• [INSTRUCTIONS TO FOLLOW]:
How many lines in the listing below contain the word "coat"? Reply with the number alone.

------

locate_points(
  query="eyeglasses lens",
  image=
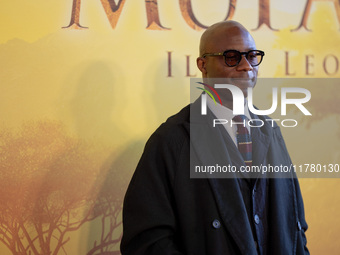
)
(233, 58)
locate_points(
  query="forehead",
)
(230, 38)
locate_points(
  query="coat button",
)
(216, 224)
(299, 225)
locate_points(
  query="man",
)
(167, 212)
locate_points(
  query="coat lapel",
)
(209, 147)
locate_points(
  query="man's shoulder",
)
(175, 128)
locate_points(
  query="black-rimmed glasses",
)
(233, 57)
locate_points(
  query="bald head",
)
(219, 32)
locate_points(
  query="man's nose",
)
(244, 65)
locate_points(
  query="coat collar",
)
(211, 146)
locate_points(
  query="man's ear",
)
(201, 64)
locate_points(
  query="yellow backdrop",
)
(84, 83)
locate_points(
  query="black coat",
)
(167, 212)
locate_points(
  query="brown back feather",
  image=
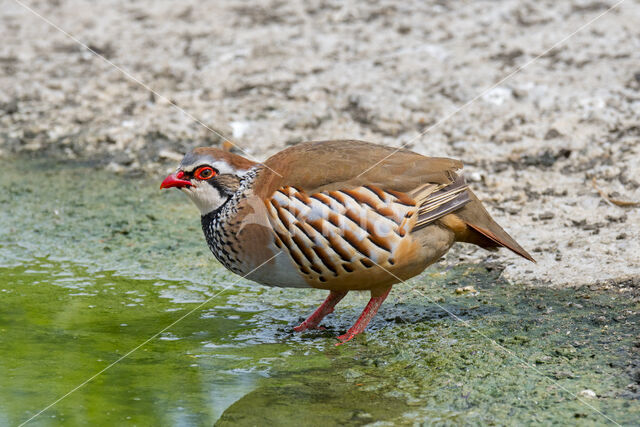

------

• [EXERCISE SOLUTION]:
4